> Excerpted text
This week we were in Birmingham and Luton and the discussions with the participants were honest, critical, introspective, refreshing and uplifting.  In the safe spaces we had created, women shared with us their direct experiences of extremism.  Cases of extended family members who had become radicalised, concerns over messages of hate coming from mosques and the lack of counter-messages being taught to kids in these places of worship.  Some women had very strong views; including a firm belief that madrassas should be regulated.  Many mothers argued that parents needed to take greater responsibility in deciding where they send their kids for an Islamic education.  Parents should demand to see the curriculums, find out if they have child protection policies and other normal policies one would expect from institutions that are teaching children.  Concerns were raised over the internet about the dominance of extremist websites and about groups operating in their own local communities who peddle a narrative of hate and an “us V them” worldview to young impressionable Muslims.  The issue of gender inequality within sections of British Muslim communities, was unsurprisingly raised.

But women also told us how they are making a stand and next steps they plan to take.  Examples of how they have been challenging hatred, bigotry and extremism were offered.  Some of the practical ideas we heard were great and we hope to share the activism of these principled women with you in the future.  So watch this space.  Next stop will be Leeds on the 10th March.  If you’re interested in attending, please register on our website.  The #makingastand movement is growing!

> Extracted information
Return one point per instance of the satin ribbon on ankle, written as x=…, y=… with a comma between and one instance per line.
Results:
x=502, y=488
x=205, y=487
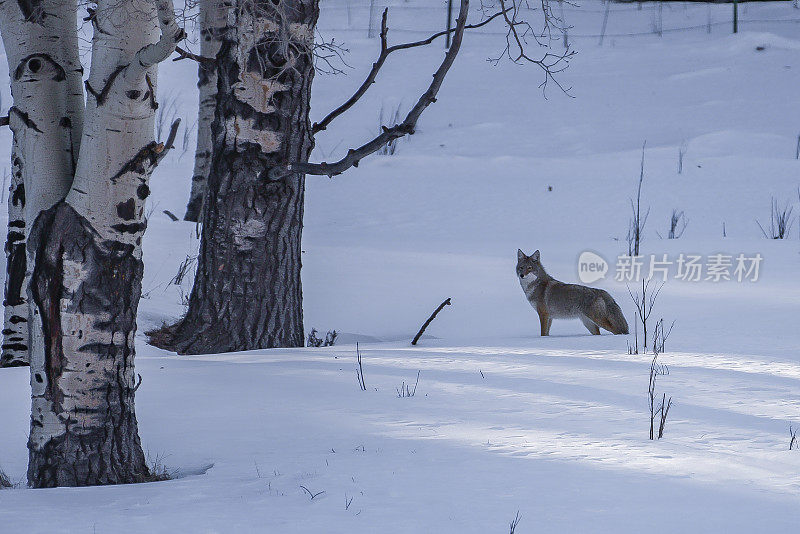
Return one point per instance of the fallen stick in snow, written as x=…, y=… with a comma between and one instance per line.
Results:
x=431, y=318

---

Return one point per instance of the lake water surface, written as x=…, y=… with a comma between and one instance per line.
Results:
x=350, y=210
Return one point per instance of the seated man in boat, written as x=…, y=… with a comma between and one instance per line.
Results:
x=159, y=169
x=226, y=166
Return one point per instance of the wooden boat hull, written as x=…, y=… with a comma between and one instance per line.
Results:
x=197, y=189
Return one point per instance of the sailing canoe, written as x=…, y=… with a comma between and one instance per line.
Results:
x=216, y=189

> Tasks to perform
**1.** Please list every city named in the passage on women confronting extremism.
**2.** Pick up the passage on women confronting extremism after its final sentence and keep writing.

> Written responses
**1.** Birmingham, Luton, Leeds

**2.**
This week Inspire also did many local, national and international media interviews, about the three schoolgirls.  I wrote an article for the Independent you may wish to read, arguing why these girls were not only radicalised but were also groomed by ISIS.

Seeing the pain of the parents of the three schoolgirls, I also wrote an open letter to any young girl who maybe considering joining ISIS.  Within 72 hours the letter was viewed over 20’000 times in countries across the world from Canada to India and has been translated into different languages.  It was also reported in the Independent, Huffington Post and the Metro.  Teachers told us they would read it in their morning assembly.  Young Muslims contacted us saying what an important message it contained.  Some people contacted us saying they now understood the difference between ISIS and Islam.  My motivation for writing the letter was to sow the seed of doubt in the minds of any young girl (or boy for that matter) who maybe considering to leave the UK to join ISIS.  If the letter convinces even one person, then it has fulfilled its purpose.

You can read the letter here.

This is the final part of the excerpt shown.